§ **AIM OF THE TASK**:
Please give again the lines of the entries below, from the line holding "add or remove." through the line holding "box: [270, 105, 470, 204]", inclusive. Switch "positive clicks" to "foreground clicks" and leave everything else unchanged.

Dataset entries
━━━
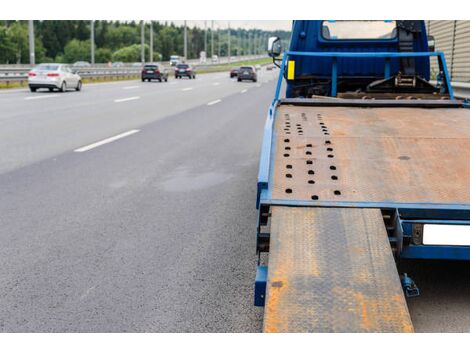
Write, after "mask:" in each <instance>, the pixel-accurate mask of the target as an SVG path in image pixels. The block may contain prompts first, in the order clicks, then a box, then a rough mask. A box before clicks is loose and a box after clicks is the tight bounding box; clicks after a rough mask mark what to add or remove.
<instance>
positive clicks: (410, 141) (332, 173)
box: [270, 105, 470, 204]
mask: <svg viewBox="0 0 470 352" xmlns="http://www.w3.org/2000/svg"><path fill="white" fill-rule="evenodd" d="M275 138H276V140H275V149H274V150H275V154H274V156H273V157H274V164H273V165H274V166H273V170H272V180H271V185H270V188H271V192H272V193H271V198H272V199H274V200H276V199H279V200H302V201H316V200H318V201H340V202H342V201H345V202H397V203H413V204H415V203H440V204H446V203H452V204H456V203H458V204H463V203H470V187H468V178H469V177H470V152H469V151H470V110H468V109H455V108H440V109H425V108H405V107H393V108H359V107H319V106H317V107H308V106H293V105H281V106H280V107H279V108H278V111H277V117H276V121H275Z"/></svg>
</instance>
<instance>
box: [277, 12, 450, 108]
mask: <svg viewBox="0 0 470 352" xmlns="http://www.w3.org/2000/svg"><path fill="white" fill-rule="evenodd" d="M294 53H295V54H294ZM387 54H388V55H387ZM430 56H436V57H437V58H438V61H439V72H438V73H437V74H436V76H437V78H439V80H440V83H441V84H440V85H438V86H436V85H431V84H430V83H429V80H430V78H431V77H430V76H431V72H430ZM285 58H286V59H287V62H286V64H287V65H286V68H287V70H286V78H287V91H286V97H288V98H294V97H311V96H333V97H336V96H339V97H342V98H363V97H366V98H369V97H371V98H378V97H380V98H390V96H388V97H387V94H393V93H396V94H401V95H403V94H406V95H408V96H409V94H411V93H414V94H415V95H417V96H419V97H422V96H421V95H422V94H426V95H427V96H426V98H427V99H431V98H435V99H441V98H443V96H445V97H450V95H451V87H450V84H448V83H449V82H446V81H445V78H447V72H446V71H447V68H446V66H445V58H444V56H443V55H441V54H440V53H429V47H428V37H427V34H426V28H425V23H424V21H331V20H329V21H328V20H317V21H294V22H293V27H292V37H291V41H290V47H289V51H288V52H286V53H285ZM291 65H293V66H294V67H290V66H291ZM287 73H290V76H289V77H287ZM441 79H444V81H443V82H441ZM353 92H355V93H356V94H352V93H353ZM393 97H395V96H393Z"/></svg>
━━━
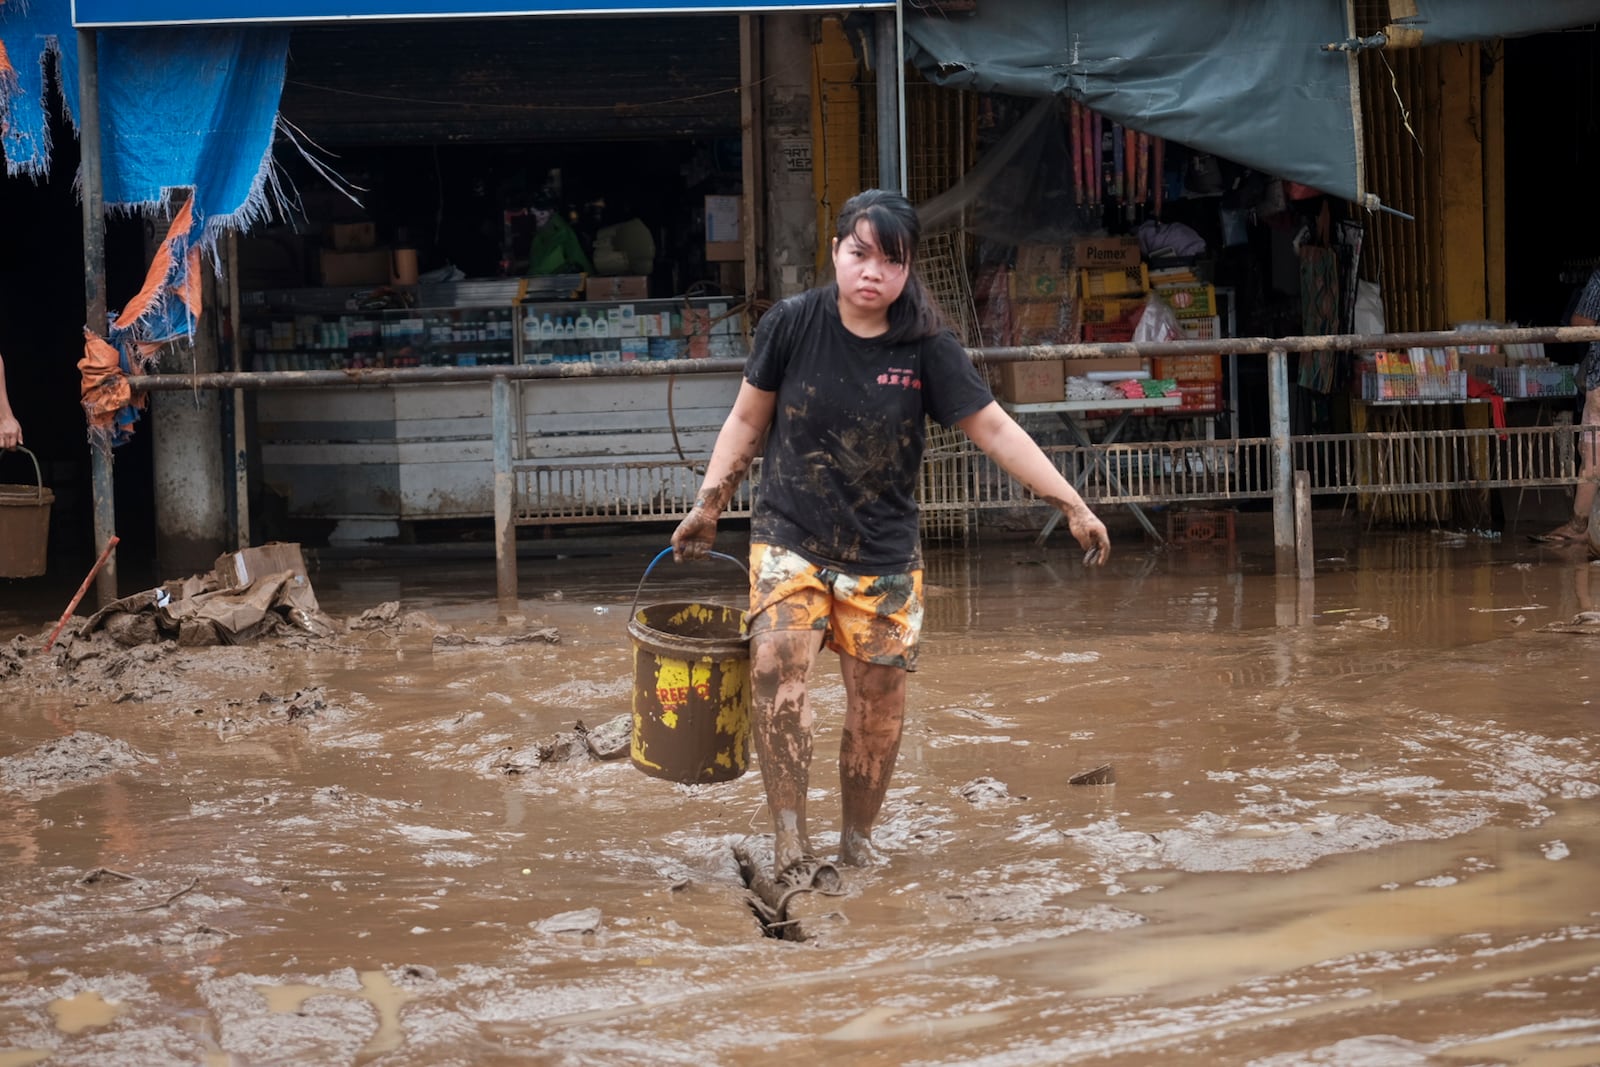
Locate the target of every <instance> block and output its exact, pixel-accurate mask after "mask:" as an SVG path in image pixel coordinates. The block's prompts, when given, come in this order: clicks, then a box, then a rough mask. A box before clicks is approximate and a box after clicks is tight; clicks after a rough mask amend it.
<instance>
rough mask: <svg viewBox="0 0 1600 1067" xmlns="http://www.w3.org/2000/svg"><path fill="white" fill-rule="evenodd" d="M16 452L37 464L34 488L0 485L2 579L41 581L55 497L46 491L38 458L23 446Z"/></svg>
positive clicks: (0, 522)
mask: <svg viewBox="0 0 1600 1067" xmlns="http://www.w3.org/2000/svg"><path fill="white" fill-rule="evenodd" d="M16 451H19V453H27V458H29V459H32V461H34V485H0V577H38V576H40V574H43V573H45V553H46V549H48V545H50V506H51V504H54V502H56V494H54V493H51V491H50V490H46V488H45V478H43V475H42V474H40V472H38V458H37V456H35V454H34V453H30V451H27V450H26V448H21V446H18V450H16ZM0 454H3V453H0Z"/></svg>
━━━
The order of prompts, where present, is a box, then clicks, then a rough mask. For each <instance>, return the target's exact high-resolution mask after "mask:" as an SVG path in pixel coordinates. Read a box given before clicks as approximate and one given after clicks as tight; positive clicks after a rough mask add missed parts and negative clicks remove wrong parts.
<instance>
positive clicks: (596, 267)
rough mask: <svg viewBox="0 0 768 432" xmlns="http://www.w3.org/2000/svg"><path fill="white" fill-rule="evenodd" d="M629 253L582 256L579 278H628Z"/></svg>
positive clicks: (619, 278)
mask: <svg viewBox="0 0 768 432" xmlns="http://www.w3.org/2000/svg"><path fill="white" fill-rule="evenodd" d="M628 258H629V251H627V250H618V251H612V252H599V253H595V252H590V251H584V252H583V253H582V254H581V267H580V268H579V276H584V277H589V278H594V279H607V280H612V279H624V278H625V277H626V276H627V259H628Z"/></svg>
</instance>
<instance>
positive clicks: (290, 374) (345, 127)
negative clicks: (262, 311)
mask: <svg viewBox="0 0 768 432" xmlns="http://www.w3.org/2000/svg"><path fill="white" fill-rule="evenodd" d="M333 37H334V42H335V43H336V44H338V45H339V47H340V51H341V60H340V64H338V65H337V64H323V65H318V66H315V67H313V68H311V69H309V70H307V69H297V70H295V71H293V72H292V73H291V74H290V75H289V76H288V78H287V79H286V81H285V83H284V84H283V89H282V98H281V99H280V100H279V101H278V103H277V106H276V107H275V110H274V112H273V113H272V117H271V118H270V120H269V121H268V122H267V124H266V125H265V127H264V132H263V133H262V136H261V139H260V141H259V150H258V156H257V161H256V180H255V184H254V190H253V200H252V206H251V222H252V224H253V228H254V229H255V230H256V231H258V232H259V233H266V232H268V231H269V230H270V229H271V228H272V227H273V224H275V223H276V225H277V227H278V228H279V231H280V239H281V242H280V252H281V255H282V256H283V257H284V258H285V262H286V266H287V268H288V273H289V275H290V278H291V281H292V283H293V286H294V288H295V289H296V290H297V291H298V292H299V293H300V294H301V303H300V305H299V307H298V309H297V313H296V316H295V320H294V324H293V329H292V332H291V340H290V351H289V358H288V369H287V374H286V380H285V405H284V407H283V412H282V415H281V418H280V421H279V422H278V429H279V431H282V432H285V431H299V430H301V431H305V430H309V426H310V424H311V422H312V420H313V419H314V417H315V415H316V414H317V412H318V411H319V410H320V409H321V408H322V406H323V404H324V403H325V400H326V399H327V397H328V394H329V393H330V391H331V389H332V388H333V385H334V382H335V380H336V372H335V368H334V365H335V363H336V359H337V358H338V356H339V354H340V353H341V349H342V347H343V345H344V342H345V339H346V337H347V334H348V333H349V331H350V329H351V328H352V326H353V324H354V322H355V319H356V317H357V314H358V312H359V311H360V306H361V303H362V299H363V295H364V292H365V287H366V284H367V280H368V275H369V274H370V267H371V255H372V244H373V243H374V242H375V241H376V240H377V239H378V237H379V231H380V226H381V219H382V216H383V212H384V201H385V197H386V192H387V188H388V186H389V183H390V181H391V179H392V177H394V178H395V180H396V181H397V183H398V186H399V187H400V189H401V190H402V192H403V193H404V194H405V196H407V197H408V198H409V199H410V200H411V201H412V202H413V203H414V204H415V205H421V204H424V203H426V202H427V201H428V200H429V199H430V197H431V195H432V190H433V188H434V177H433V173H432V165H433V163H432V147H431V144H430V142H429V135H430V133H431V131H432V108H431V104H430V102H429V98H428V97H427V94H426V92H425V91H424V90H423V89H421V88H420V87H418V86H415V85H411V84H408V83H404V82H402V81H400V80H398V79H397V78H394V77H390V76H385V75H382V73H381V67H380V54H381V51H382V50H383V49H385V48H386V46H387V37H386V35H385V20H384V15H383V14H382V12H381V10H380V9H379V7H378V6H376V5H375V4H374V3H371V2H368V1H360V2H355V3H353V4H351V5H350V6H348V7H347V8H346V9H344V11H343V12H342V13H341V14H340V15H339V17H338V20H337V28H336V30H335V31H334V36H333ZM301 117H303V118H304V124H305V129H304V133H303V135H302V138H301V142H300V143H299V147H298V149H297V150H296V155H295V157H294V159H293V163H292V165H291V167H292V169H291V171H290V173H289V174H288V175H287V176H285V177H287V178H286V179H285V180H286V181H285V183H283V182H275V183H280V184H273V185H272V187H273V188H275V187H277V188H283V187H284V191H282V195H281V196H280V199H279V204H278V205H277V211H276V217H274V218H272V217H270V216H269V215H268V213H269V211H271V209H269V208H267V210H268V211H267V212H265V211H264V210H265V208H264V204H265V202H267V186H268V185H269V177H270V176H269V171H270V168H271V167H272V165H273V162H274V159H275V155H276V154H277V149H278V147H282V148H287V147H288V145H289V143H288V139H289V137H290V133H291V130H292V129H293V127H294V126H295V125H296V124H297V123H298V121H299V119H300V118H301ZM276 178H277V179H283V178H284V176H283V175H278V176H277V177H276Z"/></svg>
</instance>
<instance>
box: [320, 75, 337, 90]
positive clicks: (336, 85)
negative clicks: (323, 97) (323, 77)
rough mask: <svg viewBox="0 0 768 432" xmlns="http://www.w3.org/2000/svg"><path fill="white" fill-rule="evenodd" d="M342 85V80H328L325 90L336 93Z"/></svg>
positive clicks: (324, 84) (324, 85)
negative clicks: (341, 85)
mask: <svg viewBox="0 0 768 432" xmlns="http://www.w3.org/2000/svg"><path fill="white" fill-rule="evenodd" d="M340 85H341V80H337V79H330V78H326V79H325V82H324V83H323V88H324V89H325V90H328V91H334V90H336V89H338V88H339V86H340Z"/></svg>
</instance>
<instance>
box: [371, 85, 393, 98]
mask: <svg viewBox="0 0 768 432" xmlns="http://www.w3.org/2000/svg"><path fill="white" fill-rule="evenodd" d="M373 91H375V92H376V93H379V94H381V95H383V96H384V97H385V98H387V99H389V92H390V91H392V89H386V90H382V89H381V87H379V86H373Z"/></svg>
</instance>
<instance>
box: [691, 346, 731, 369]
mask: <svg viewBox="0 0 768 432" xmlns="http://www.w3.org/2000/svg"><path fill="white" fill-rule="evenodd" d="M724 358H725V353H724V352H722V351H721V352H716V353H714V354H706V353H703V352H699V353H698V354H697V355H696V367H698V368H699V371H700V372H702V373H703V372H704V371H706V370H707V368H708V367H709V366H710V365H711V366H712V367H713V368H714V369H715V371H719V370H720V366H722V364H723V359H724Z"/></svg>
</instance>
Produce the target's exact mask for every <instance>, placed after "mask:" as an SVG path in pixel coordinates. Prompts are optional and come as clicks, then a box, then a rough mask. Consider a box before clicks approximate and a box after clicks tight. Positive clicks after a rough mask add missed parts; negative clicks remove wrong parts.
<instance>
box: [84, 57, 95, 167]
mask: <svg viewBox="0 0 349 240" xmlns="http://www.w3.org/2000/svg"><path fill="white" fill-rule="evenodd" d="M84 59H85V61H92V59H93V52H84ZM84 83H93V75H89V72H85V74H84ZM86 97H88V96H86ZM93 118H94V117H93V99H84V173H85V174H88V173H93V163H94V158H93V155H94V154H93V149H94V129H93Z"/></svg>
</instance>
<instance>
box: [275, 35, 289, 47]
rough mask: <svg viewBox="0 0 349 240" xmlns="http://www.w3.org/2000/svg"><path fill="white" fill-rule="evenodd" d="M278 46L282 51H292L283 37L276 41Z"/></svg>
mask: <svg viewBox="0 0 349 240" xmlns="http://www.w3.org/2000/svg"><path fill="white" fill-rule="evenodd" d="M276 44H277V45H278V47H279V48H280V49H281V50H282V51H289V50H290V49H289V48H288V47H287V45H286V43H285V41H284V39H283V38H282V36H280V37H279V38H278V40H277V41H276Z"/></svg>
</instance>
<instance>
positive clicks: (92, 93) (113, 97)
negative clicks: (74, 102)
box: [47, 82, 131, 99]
━━━
§ **RESULT FOR THIS EXERCISE**:
Write, after "mask:" in each <instance>, the pixel-accurate mask of the target as an SVG path in image pixels. The block may contain prompts first, in the order clicks, then a box, then a rough mask. A box before clicks is loose and a box after clicks is the tight bounding box; clicks after a rough mask mark what to add or remove.
<instance>
foreground clicks: (410, 141) (332, 173)
box: [270, 105, 470, 204]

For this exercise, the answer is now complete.